- _Excerpted passage_:
★ ★ ★ ★ ★ ★ ★

Closing Thought–23Aug22

We all have been bitten hard by the growing inflation….food, gas, rent, etc. ….there is another area that is not getting attention in these days of high inflation….the cost of raising a child.

Inflation’s damage is being felt not just one loaf of bread or gallon of gas at a time, but in big-picture expenses—such as the cost of raising a child. A new Brookings Institution estimate puts the total for raising a child through age 17 at $310,605. The estimate is based on government data, with the effects of inflation added on, for a married, middle-income couple with two children, the Wall Street Journal reports. That’s 9% higher than the estimate two years ago, before prices took off, though it leaves out college. “A lot of people are going to think twice before they have either a first child or a subsequent child because everything is costing more,” said Isabel Sawhill, a senior fellow at Brookings.

Or parents might decide they have to work more, Sawhill said. Reducing expenses sounds like it would help, but many families already have hit that wall. “Switching cellphone plans, cutting back on eating out, helping your neighbor, buying from your local grocery store, your local farmers market,” a woman in Pittsburgh with one son said. “When you’ve done all those things naturally just to survive, you’ve run out and you’ve exhausted all of that.” The estimate, based on a child born in 2015, considers costs such as housing, food, clothing, health care, child care, diapers, haircuts, sports equipment, and dance lessons, per the Journal.

The study did not factor in race, but research has found Black families are hurt more by volatility in prices. Sawhill said lower-income families are affected by inflation more than wealthier people, per the Hill. Overall, she said, skyrocketing prices have made it “a greater burden than it used to be to have children.” One woman who just canceled her cable TV service said she and her husband had to call off an annual week long gathering at her home of the boys in her family: her three sons and their cousins. “It costs a lot to feed almost 10 boys,” she said.

Just a little something to think about….those figures do not include any college aspirations the child may have…those figures will make one start drinking.

I Read, I Write, You Know

“lego ergo scribo”

★ ★ ★ ★ ★ ★ ★

(Data items)
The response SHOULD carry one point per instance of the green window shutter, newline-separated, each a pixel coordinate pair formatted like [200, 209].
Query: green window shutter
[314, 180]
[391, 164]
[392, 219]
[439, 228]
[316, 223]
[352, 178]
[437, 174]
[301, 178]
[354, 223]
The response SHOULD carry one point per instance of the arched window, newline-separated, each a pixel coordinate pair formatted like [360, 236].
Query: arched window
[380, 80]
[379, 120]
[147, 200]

★ ★ ★ ★ ★ ★ ★

- _Exercise objective_: Can you write the next part of the post above on the rising cost of raising a child, starting from where it stops?

- _Answer_:
5 thoughts on “Closing Thought–23Aug22

  1. Luckily, I am old, and have never had children. But I have two step-grandchildren, and I know their parents are struggling. My step-daughter is studying to be a Social Worker at university as a mature student aged 33, and working Friday-Sunday nights as a barmaid while her partner takes care of the kids. They are managing, but only just. We help them when we can.
    I had it a lot easier in the 1970s.
    Best wishes, Pete.

    1. My granddaughter is putting a strain on my daughter since the death of her husband…..not as easy as when I was raising my daughter…….chuq

  2. I feel really bad for any one who decides to raise a child in today’s troublesome climate. The negativity of the social order in general will surely make a cynic out of any kid who is exposed to it. And cynical kids grow into hate mongering adults and will most likely join the ranks of the even more hateful right wing of American politics. A child raised by parents who wish to instill real values into him or her is at a disadvantage because all the socially acceptable values have gone from positive to totally negative …and this sociological disaster will only lead to self-destructive tendencies at a later age. (Or it will lead to a general acceptance of the idea that to harm others is normal and acceptable if it serves some vengeful or revengeful agenda. We need video games that promote peace and love instead of killing and gore and we need more hugs and kisses from family members than pharmaceutical mood enhancers to treat attention deficit disorders and other imaginary maladies brought on by a broken system.